Stored dataset items
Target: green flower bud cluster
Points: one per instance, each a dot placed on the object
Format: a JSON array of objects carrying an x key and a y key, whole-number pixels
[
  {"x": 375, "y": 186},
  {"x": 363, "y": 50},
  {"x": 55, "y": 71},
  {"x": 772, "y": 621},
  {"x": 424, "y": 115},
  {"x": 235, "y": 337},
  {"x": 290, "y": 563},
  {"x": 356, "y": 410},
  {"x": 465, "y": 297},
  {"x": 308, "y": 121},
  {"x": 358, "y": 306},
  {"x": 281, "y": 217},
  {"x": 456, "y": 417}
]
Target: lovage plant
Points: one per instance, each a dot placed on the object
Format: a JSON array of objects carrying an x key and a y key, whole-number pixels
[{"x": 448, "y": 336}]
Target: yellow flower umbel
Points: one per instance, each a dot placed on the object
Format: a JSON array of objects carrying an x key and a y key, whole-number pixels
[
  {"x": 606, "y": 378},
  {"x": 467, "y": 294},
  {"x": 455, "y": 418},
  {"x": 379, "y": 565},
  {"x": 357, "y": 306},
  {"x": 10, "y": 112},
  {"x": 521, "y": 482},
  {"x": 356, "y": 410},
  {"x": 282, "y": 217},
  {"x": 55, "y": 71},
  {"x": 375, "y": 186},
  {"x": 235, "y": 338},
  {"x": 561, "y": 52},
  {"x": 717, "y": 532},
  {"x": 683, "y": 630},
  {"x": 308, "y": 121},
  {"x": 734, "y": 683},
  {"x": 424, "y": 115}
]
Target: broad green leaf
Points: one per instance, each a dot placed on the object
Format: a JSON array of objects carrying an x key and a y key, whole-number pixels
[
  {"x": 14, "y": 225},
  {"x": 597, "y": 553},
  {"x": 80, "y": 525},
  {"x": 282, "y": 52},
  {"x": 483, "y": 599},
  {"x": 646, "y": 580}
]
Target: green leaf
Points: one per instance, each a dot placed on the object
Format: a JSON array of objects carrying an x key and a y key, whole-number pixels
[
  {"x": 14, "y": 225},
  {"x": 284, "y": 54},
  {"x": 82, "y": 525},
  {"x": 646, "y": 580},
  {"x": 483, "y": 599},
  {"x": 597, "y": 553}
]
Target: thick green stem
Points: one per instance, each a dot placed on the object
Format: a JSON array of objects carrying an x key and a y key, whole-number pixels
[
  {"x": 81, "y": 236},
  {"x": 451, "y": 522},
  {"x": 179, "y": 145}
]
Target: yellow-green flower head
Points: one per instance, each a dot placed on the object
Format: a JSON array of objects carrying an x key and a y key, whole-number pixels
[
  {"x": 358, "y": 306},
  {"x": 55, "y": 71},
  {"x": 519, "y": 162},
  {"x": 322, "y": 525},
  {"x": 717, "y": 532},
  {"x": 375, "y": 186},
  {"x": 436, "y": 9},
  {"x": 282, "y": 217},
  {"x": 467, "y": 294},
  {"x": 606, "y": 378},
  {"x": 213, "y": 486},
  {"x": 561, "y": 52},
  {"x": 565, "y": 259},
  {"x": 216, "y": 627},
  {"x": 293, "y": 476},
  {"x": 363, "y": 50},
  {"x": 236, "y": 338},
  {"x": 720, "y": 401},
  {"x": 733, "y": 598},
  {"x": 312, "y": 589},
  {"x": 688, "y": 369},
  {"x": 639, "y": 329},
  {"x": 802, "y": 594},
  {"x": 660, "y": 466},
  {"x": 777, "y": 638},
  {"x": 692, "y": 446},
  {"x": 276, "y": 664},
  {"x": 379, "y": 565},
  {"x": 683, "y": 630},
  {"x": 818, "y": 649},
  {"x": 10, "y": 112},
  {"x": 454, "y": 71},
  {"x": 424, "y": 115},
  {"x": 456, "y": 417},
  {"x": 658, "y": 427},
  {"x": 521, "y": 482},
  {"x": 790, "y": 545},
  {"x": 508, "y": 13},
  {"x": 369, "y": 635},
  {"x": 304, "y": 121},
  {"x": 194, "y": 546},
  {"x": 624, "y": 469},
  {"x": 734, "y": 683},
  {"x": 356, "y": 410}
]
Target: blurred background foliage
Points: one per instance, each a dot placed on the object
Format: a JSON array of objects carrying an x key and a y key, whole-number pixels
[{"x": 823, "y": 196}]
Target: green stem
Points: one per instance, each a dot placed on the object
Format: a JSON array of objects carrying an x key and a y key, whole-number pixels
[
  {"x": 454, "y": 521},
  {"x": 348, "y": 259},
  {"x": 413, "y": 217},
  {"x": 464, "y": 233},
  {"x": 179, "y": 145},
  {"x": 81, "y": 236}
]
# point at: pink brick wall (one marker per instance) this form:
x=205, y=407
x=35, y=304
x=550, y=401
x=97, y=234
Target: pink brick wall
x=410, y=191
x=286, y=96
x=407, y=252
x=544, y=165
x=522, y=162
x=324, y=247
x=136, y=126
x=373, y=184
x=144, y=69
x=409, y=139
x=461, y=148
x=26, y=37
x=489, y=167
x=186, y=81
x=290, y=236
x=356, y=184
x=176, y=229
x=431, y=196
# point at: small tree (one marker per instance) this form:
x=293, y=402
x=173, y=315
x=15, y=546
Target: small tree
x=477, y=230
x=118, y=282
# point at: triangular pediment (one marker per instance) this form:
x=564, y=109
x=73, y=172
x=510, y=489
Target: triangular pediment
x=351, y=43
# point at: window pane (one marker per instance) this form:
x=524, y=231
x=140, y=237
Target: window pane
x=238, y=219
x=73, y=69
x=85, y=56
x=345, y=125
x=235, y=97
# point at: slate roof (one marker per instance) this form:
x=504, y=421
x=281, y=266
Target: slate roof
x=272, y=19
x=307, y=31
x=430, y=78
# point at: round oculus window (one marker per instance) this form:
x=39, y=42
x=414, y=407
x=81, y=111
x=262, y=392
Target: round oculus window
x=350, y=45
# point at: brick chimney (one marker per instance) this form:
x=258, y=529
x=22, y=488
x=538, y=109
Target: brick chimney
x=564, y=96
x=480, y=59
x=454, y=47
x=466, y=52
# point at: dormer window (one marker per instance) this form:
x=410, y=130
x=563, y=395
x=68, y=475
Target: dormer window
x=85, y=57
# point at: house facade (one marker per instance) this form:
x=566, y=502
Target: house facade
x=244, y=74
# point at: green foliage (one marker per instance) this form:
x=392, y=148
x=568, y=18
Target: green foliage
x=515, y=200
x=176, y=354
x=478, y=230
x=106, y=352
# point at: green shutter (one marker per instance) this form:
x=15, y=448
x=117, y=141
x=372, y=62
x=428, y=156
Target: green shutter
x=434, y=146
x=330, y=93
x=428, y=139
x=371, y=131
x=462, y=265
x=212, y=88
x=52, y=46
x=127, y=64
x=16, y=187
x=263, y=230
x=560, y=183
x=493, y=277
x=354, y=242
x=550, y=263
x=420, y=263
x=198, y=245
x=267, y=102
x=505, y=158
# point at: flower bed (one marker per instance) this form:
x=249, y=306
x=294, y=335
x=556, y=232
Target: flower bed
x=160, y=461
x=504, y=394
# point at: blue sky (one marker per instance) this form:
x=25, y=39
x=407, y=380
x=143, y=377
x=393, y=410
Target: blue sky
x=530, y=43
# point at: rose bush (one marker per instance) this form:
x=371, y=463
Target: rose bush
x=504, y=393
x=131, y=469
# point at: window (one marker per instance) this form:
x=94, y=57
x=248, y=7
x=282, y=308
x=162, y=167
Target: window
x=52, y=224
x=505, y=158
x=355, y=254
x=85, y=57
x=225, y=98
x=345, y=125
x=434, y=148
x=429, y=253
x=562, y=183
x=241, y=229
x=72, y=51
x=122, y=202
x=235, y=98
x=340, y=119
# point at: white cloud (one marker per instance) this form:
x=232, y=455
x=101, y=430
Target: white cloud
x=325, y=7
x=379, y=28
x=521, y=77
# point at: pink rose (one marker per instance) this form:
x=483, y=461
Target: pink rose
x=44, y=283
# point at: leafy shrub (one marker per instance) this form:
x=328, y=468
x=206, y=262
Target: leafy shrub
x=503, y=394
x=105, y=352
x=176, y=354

- YOUR TASK -
Could you retype exactly the lines from the one containing "x=410, y=130" through the final line of the data above, and no others?

- RESPONSE -
x=410, y=130
x=563, y=395
x=68, y=475
Target: dormer window
x=85, y=57
# point at: house facade (one marker per instance) this form:
x=566, y=502
Target: house facade
x=244, y=74
# point at: green foliage (one marker per instance) this form:
x=392, y=148
x=568, y=18
Target: green foliage
x=515, y=200
x=176, y=354
x=478, y=230
x=106, y=352
# point at: green shutter (one marker per instance) this form:
x=15, y=448
x=117, y=141
x=372, y=62
x=428, y=156
Target: green shutter
x=434, y=146
x=330, y=93
x=428, y=139
x=371, y=131
x=462, y=265
x=212, y=88
x=52, y=46
x=127, y=64
x=16, y=187
x=263, y=230
x=560, y=183
x=493, y=277
x=354, y=242
x=550, y=263
x=420, y=263
x=198, y=245
x=267, y=102
x=505, y=158
# point at: flower bed (one marker per instance) this form:
x=249, y=306
x=294, y=335
x=556, y=232
Target: flower bed
x=160, y=461
x=504, y=394
# point at: blue sky (one marker per instance) this form:
x=25, y=39
x=407, y=380
x=143, y=377
x=393, y=410
Target: blue sky
x=530, y=43
# point at: rose bush (one marker per instance) this form:
x=371, y=463
Target: rose bush
x=504, y=393
x=131, y=469
# point at: window (one marker per instance) this form:
x=94, y=57
x=248, y=7
x=282, y=308
x=162, y=167
Target: window
x=52, y=224
x=505, y=158
x=355, y=254
x=85, y=57
x=225, y=98
x=345, y=125
x=434, y=148
x=429, y=253
x=562, y=183
x=241, y=229
x=72, y=51
x=122, y=202
x=235, y=98
x=340, y=119
# point at: white cloud (one marker per instance) this form:
x=232, y=455
x=101, y=430
Target: white cloud
x=325, y=7
x=379, y=28
x=521, y=77
# point at: pink rose (one marker per instance) this form:
x=483, y=461
Target: pink rose
x=44, y=283
# point at: leafy shrub (one marker per instance) this form:
x=328, y=468
x=206, y=262
Target: leafy shrub
x=503, y=394
x=105, y=352
x=176, y=354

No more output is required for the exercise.